TONY CAMPOLO: Who Is He & What Does He Believe ?


Tony Campolo, The Bryn Mawr minister, author of more than 35 books, and onetime spiritual adviser to President Bill Clinton has packed his calendar for years with more than 300 speaking engagements annually to raise charitable funds and tap young people for Christian service.  But at 78, Campolo has, as his wife, Peggy, said, decided to step back before someone says, “You’re an old man” who should step aside.

Campolo is closing down his Evangelical Association for the Promotion of Education (EAPE), a ministry the professor at Eastern University founded 42 years ago at the St. Davids school.  The organization is the home base from which Campolo speaks around the world, recruits students to serve in youth charities, and raises funds to nurture an array of schools, universities, orphanages, AIDS hospices, urban youth ministries, and service programs – some founded by Campolo and EAPE.  Campolo will continue his speaking engagements – at a reduced schedule, about 200 a year.

In his new role, Campolo will become an assistant to Robert G. Duffett, the new president of Eastern, a Christian college that is Campolo’s alma mater and home base. Campolo will resume teaching at the school as a professor of sociology. “It is an important transition, because Tony was one of the early members of the Evangelical movement who was involved in trying to move the movement in a more moderate direction politically and in terms of its civic engagement,” said Corwin Smidt, a research fellow with the Paul B. Henry Institute for the Study of Christianity and Politics at Calvin College in Grand Rapids, Mich.

Tony Campolo is noted for his agenda to liberalize evangelical Christianity in order to make it acceptable for the twenty-first century. One of his recent books is titled Speaking My Mind: The Radical Evangelical Prophet Tackles the Tough Issues Christians are Afraid to Face. On the back cover, the  following statement is made:

With his trademark shoot-from-the-heart style, Tony Campolo shatters the stereotype of evangelical Christians as a monolithic mass of social conservatives. In Speaking My Mind, this prolific author and university professor takes issue with the public image of evangelicals as right-wing hardliners and claims a place at the table for socially liberal viewpoints. [1]


Last week, Tony Campolo came out of the closet in support of ‘Full Acceptance’ of homosexuality in the church.  This seemingly surprised many Christians but in reality he has stated his support both directly and indirectly for a very long time. His wife has always been a supporter to homosexual causes.

Campolo has taken on the religious right, arguing that divisive issues such as gay marriage and abortion have overshadowed and impeded progress on issues such as poverty and violence.  I don’t want to minimize the significance [of gay marriage and abortion], but there are 2,000 verses of Scripture that call on us to respond to the needs of the poor,” Campolo said.

In the mid-1970s, Campolo, who describes himself as socially progressive and theologically conservative, ran for Congress as a Democrat and lost. He opposes abortion but prefers to focus on eradicating what he calls the economic reasons (including poverty) that motivate the decision. Gay marriage, Campolo says, “doesn’t fit in with my understanding of the Bible, but I should not impose my convictions on others.” He supports civil unions.

__Stated problem a__:
Can you copy the piece on Tony Campolo word for word from "With his trademark" to "to homosexual causes."?
The piece on Tony Campolo and the listing after it are unrelated material.

__Dataset entries__:
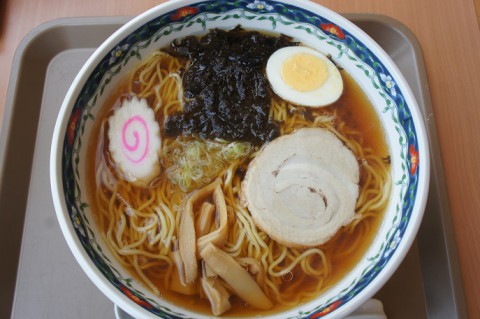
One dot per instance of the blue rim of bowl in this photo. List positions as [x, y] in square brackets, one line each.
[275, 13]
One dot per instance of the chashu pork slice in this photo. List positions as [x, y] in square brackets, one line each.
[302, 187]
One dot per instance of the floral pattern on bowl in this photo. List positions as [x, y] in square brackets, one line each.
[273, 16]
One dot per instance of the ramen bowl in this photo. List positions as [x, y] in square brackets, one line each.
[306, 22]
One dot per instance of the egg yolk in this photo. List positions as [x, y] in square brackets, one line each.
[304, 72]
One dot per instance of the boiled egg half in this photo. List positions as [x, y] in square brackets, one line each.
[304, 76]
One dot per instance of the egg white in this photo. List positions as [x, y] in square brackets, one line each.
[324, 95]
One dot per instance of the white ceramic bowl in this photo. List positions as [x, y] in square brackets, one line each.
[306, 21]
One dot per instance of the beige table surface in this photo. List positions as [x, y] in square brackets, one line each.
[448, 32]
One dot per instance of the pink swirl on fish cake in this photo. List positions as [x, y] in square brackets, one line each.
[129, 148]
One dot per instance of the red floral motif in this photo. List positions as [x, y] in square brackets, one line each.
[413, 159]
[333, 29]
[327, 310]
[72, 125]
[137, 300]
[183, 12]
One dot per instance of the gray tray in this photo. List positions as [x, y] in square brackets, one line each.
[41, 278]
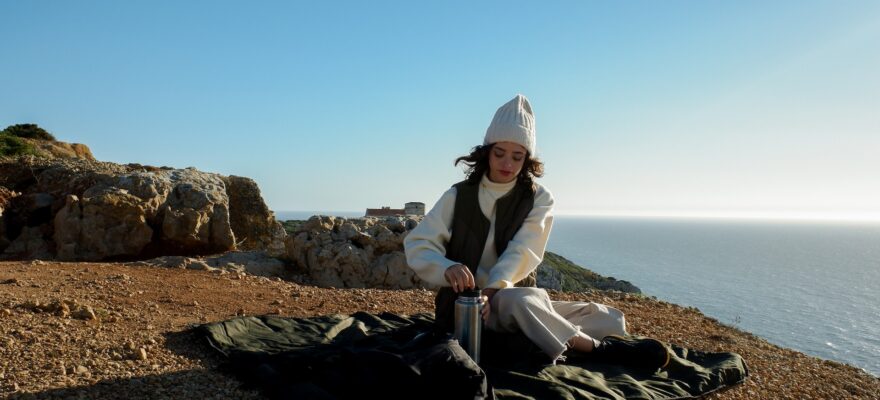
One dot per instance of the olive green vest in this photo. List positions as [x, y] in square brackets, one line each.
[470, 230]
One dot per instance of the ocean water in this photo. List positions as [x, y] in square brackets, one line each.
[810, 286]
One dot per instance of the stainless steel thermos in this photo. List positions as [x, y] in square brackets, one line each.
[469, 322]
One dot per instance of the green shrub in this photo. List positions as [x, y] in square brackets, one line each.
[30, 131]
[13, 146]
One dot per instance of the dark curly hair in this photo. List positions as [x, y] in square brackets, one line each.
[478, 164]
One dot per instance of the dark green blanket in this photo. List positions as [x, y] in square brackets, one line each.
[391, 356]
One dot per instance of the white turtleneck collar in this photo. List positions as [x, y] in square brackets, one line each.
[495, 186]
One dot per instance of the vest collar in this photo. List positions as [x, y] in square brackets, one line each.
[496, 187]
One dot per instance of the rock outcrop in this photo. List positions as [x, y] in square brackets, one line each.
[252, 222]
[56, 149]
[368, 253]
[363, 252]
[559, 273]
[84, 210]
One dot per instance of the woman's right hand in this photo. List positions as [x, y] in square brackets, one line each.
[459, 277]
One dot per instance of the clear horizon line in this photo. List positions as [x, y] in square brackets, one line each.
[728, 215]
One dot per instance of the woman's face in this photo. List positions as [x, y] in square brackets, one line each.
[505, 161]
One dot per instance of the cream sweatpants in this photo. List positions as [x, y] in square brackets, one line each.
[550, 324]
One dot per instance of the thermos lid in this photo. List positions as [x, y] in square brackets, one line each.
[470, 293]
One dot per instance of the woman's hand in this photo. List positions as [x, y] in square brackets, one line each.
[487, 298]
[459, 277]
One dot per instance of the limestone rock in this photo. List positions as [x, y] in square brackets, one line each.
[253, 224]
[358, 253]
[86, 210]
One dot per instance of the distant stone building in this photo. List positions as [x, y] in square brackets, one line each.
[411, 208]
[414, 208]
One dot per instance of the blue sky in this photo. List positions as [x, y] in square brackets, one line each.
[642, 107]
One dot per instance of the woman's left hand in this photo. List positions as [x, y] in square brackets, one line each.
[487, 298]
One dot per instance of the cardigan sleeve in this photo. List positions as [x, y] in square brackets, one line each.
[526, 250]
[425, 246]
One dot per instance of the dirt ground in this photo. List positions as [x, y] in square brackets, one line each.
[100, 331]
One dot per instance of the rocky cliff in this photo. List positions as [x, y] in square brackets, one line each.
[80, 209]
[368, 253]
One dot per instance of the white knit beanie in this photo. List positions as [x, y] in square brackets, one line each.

__Stated problem b__:
Could you rewrite the listing from the line with "One dot per instance of the clear" through its end, swapping "in this photo" for "in this image" and leaving everything else as it is?

__Full solution a__:
With his trademark shoot-from-the-heart style, Tony Campolo shatters the stereotype of evangelical Christians as a monolithic mass of social conservatives. In Speaking My Mind, this prolific author and university professor takes issue with the public image of evangelicals as right-wing hardliners and claims a place at the table for socially liberal viewpoints. [1]


Last week, Tony Campolo came out of the closet in support of ‘Full Acceptance’ of homosexuality in the church.  This seemingly surprised many Christians but in reality he has stated his support both directly and indirectly for a very long time. His wife has always been a supporter to homosexual causes.

__Full solution b__:
One dot per instance of the clear horizon line in this image. List positions as [x, y] in square brackets, one line each.
[728, 215]
One dot per instance of the woman's face in this image. List positions as [x, y] in square brackets, one line each.
[505, 161]
One dot per instance of the cream sweatpants in this image. List positions as [x, y] in square brackets, one line each.
[550, 324]
One dot per instance of the thermos lid in this image. List positions as [x, y] in square brackets, one line each.
[470, 293]
One dot per instance of the woman's hand in this image. List positions as [x, y] in square brackets, one line each.
[487, 298]
[459, 277]
One dot per instance of the limestone rock in this image. List positions as [x, y] in square brackets, one line each.
[253, 224]
[358, 253]
[86, 210]
One dot per instance of the distant stone building in this image. List positions as [x, y] in square brackets, one line each.
[411, 208]
[414, 208]
One dot per instance of the blue sky in this image. List positions as [x, y] in square brackets, one line each.
[642, 107]
One dot per instance of the woman's left hand in this image. List positions as [x, y] in square brackets, one line each.
[487, 298]
One dot per instance of the cardigan sleeve in this image. List positions as [x, y] in square brackets, one line each.
[526, 250]
[425, 246]
One dot per instance of the dirt ground in this image. List positions as [x, y] in square brackets, one line each.
[100, 331]
One dot per instance of the rocky cliff in this image. List positions as [x, y] in square brackets, one line each.
[80, 209]
[368, 253]
One dot per instance of the white knit beanie in this image. List positions as [x, y] in square brackets, one line each.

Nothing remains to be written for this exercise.